§ SELECTION
· · · · ·
The Finding of Katie - Makohine Disaster 1893


The story of Catherine Mary Quillinan and the Quillinan families and their place in the tragedy at MAKOHINE, New Zealand before and after 3th November, 1893.


With contributions from Allen Shaw, Michael Coleman, Jan and Ian Shorrock, Phyllis Timms,, Mick Quillinan, E G Child, J Tuckey, Peter Weston, The Whanganui Chronicle, The Paraekaretu Express.



MAKOHINE DISASTER NOVEMBER 1893
The events recorded here follow three pathways of discovery; my own, and descendants and families of Patrick and Thomas Quillinan. In particular are Michael Coleman of Whanganui, New Zealand, and Jan and Ian Shorrock from Grafton, New South Wales. Our paths began at different points but have finally met. What follows is a combination of our efforts.


The Scene
Briefly, the story is about the death of a woman and four children in 1893 a few metres from the then proposed site of the Makohine Viaduct near the bush township of Ohingaiti. The area was then the leading edge of a settlement push inland with new road, bridge and railway constructions combined with sawmilling and land clearing for agriculture. Living conditions were generally primitive and often make-shift.

 

10am Monday Morning, 13th November, 1893.
At a point close to and west of the Main Road North and about 200 metres south of the proposed Makohine Viaduct site, the Public Works Department had excavated an auxiliary tunnel high above the public highway. The operation removed earth from the Makohine Railway Tunnel and associated rail approaches on the western face of the operation and dumped the spoil through the auxiliary tunnel into the Makohine Ravine.
Local bush, road and railway workers lived in tents or small huts along the roadways and the Makohine area was dotted with many such dwellings. Two Quillinan families were living directly below the mullock pile.
Wet weather had soaked the earth pile until it became unstable causing the mullock to surge down the sub-vertical face of the Makohine Ravine.

Caught in a huge mud rush from the Public Works Department tunnel 70 metres above the Makohine Valley, Hannah Quillinan and three of her children and a niece, died under a fast moving wall of mud and logs.
The lives of the two remaining families of brothers Patrick and Thomas Quillinan were drastically altered from that day on. The descendants of the two families were separated for the next 119 years and had no contact until February 2012.

Makohine Land Slip

A view west up to the auxiliary tunnel site.
This view was taken after the landslip. Photograph by P.De Loree.

The families of the two Quillinan brothers, Thomas and Patrick, were devastated. The tragedy of this event was self evident and understood by all at the time. As years passed by little evidence remained of that fateful day in 1893 although the memory of it persisted in the older members of the local community.

Makohine Ravine

A view north at Makohine photographed the day after the tragedy.
In the background the Makohine Ravine is shown prior to the construction of the Viaduct. The first child from the left is Mick Quillinan standing with his father Patrick Quillinan. The second child is Mick’s half brother Johney.
· · · · ·
§ SOURCE DATA
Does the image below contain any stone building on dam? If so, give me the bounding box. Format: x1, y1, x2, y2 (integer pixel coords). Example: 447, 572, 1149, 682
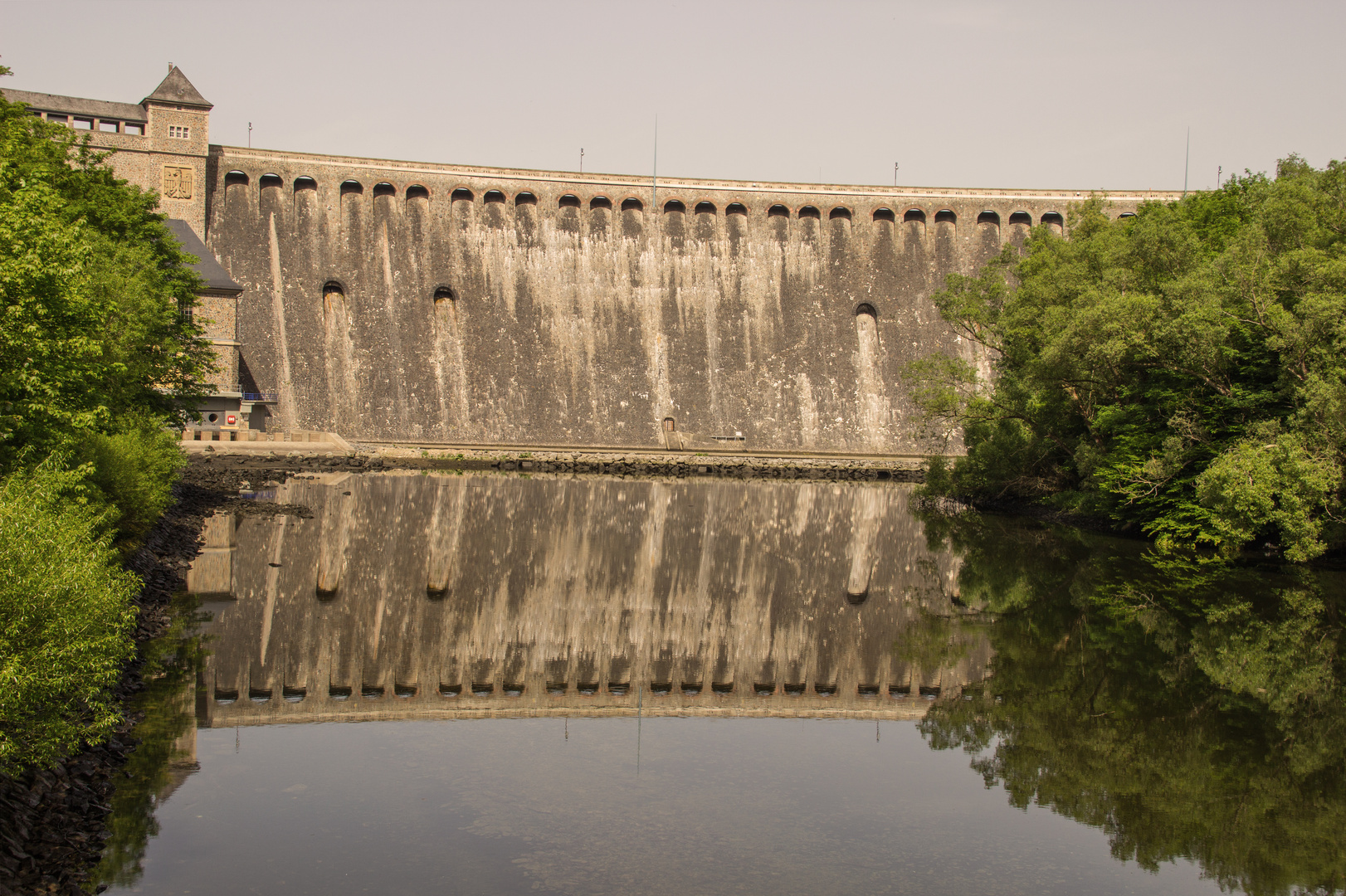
7, 70, 1177, 453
· · · · ·
§ GOAL
From the Makohine disaster account, quote word for word the part that opens with the words containing "Wet weather had" and closes with "mud and logs.".

§ FINISHED EXERCISE
Wet weather had soaked the earth pile until it became unstable causing the mullock to surge down the sub-vertical face of the Makohine Ravine.

Caught in a huge mud rush from the Public Works Department tunnel 70 metres above the Makohine Valley, Hannah Quillinan and three of her children and a niece, died under a fast moving wall of mud and logs.